Text excerpt =>

____

CELP also announced that it will file its quarterly report on Form 10-Q for the three months ended March 31, 2016 with the Securities and Exchange Commission later today. CELP will also post a copy of the Form 10-Q on its website at www.cypressenergy.com.
CELP will host an earnings call on Monday, May 16, 2016, at 11:00am EDT (10:00am CDT) to discuss its first quarter 2016 financial results. Analysts, investors, and other interested parties may access the conference call by dialing Toll-Free (US & Canada): (888) 390-3983 or International Dial-In (Toll): (862) 255-5354. An archived audio replay of the call will be available on the investor section of our website at www.cypressenergy.com beginning at 10:00am EDT (9:00am CDT) on May 18, 2016.
CELP defines Adjusted EBITDA as net income, plus interest expense, depreciation and amortization expenses, income tax expenses, impairments, offering costs, non-cash allocated expenses and equity based compensation. CELP defines Distributable Cash Flow as Adjusted EBITDA attributable to limited partners excluding cash interest paid, cash income taxes paid and maintenance capital expenditures. Adjusted EBITDA and Distributable Cash Flow should not be considered an alternative to net income, income before income taxes, cash flows from operating activities, or any other measure of financial performance calculated in accordance with GAAP as those items are used to measure operating performance, liquidity or the ability to service debt obligations. CELP believes that the presentation of Adjusted EBITDA will provide useful information to investors in assessing our financial condition and results of operations. CELP uses Distributable Cash Flow as a supplemental financial measure to assess the cash flows generated by our assets (prior to the establishment of any retained cash reserves by the general partner) to fund the cash distributions we expect to pay to unitholders, to evaluate our success in providing a cash return on investment and whether or not the Partnership is generating cash flow at a level that can sustain or support an increase in its quarterly distribution rates and to determine the yield of our units, which is a quantitative standard used throughout the investment community with respect to publicly-traded partnerships, as the value of a unit is generally determined by a unit’s yield (which in turn is based on the amount of cash distributions the entity pays to a unitholder). Because adjusted EBITDA and distributable cash flow may be defined differently by other companies in our industry, our definitions of Adjusted EBITDA and Distributable Cash Flow may not be comparable to a similarly titled measure of other companies, thereby diminishing their utility. A reconciliation of Adjusted EBITDA and Distributable Cash Flow to net income is shown below.

____

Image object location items
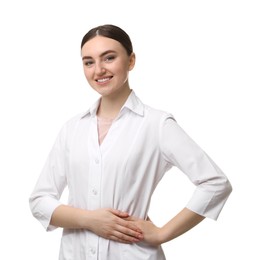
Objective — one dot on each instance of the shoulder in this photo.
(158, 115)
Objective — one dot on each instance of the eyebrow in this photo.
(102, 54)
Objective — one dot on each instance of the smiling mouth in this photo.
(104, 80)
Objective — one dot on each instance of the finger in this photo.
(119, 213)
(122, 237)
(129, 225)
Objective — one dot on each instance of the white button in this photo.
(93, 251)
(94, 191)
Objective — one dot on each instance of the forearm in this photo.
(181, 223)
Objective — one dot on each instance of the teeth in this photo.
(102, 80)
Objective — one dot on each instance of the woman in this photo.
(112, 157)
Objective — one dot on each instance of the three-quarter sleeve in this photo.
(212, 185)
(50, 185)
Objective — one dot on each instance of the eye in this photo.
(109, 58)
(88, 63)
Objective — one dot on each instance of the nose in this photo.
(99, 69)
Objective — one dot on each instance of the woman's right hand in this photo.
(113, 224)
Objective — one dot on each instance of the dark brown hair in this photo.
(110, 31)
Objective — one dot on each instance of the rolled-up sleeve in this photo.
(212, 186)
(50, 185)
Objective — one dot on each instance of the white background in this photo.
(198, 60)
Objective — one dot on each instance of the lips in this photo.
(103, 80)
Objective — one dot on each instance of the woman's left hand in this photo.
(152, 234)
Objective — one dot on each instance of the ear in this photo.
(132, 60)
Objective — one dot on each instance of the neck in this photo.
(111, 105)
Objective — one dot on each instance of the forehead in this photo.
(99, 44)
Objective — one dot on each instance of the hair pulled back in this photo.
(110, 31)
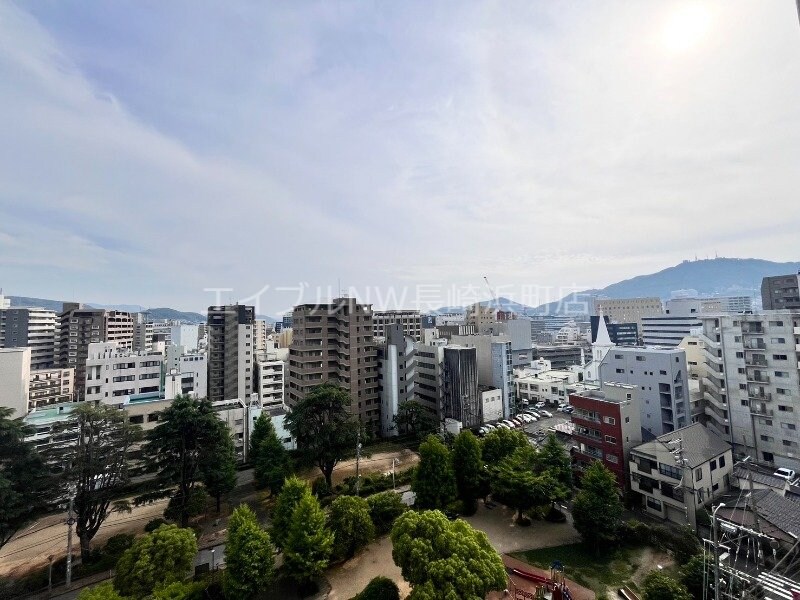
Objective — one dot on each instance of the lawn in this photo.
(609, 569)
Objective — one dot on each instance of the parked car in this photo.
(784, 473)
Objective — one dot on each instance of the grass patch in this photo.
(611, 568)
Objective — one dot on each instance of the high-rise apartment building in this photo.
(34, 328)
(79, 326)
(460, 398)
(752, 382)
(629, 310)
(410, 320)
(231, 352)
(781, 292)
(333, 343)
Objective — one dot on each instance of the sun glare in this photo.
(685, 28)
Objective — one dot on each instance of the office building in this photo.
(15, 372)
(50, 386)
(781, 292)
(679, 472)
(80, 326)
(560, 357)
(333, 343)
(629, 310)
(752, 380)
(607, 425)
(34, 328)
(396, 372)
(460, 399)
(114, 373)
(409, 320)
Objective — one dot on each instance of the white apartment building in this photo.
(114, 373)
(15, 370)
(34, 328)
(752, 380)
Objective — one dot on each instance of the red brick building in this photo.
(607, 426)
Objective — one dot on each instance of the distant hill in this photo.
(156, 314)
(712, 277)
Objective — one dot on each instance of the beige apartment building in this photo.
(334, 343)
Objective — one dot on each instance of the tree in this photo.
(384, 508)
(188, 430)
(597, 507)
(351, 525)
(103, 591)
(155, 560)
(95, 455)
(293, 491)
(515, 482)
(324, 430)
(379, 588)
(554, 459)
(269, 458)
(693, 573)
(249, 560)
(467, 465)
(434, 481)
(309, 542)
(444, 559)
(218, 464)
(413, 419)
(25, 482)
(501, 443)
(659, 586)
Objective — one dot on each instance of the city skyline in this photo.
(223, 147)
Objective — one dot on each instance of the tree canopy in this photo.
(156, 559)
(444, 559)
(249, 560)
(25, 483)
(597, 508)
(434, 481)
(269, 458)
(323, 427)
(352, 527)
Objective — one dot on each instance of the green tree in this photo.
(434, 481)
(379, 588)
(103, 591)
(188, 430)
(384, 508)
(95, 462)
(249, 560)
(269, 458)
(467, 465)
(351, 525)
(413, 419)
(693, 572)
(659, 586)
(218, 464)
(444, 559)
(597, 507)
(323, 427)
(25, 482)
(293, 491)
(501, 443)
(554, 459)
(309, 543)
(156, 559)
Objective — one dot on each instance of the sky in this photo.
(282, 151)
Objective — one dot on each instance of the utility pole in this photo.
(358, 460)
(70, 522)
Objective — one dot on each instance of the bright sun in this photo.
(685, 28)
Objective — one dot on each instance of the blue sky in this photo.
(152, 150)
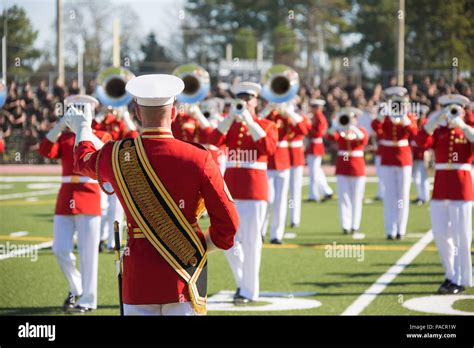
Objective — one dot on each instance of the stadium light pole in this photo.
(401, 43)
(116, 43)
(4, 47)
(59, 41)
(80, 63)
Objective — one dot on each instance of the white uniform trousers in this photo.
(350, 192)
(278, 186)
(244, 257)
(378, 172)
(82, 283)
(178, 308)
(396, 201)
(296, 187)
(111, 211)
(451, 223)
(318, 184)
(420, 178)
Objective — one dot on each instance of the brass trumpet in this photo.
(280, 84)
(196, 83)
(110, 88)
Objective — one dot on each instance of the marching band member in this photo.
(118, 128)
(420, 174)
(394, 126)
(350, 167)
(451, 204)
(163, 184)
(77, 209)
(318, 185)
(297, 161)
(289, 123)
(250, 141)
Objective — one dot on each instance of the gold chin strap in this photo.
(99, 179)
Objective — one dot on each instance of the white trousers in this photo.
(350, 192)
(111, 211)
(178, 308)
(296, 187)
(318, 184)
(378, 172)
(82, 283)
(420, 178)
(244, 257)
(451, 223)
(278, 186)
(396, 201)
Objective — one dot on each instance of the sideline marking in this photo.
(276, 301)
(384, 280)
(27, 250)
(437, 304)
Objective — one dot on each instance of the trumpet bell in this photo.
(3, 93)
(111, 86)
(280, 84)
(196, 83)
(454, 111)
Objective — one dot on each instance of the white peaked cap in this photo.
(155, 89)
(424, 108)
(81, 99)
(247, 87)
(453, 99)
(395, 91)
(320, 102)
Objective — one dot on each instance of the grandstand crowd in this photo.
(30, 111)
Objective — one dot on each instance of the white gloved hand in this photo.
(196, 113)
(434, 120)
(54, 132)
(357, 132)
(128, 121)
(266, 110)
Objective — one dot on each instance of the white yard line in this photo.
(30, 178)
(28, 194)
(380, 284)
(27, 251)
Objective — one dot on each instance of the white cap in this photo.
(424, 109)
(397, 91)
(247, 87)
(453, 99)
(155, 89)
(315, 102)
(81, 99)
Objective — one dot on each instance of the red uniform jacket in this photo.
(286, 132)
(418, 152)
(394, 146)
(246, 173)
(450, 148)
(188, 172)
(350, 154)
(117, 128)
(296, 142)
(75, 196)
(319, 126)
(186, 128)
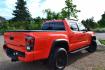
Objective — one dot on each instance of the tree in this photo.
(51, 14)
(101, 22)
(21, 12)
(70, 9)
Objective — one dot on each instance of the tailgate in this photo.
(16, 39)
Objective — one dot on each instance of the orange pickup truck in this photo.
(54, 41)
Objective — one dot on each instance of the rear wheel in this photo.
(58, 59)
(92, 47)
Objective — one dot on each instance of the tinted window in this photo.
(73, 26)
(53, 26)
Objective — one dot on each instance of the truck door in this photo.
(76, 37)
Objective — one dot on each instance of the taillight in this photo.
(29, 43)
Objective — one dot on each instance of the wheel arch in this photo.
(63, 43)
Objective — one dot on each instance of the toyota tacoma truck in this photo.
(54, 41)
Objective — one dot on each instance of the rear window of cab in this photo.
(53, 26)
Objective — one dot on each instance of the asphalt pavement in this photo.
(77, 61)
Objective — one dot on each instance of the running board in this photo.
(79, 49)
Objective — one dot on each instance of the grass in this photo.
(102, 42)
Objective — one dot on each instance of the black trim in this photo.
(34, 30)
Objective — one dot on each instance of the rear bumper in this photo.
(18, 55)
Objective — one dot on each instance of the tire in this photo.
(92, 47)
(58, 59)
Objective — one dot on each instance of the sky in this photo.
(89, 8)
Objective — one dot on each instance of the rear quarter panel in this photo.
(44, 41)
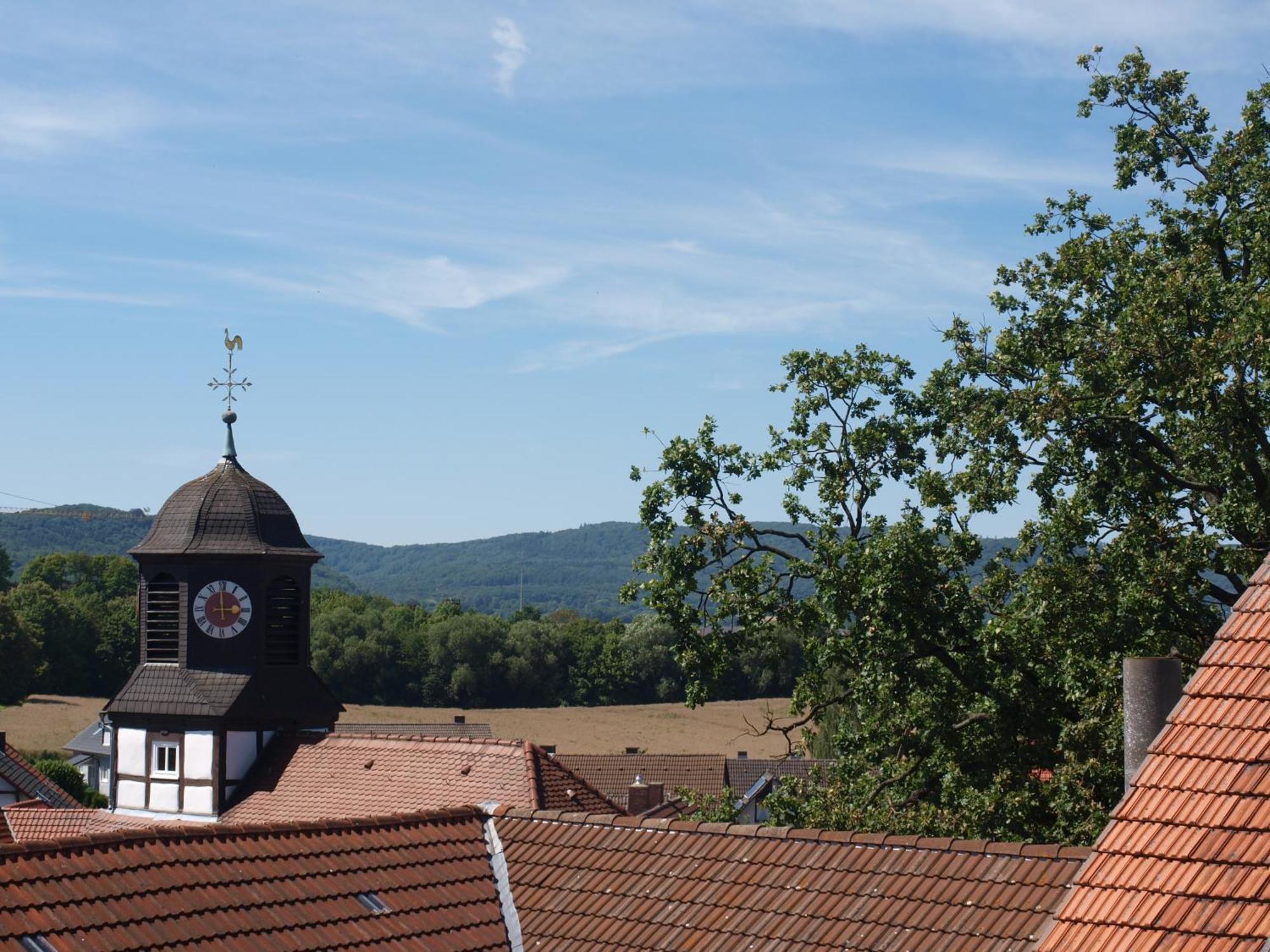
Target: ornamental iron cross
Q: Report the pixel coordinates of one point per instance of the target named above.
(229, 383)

____

Copy everything from "CELP will host" down to "May 18, 2016." in the earnings release, swapping "archived audio replay" for "recorded replay".

CELP will host an earnings call on Monday, May 16, 2016, at 11:00am EDT (10:00am CDT) to discuss its first quarter 2016 financial results. Analysts, investors, and other interested parties may access the conference call by dialing Toll-Free (US & Canada): (888) 390-3983 or International Dial-In (Toll): (862) 255-5354. An recorded replay of the call will be available on the investor section of our website at www.cypressenergy.com beginning at 10:00am EDT (9:00am CDT) on May 18, 2016.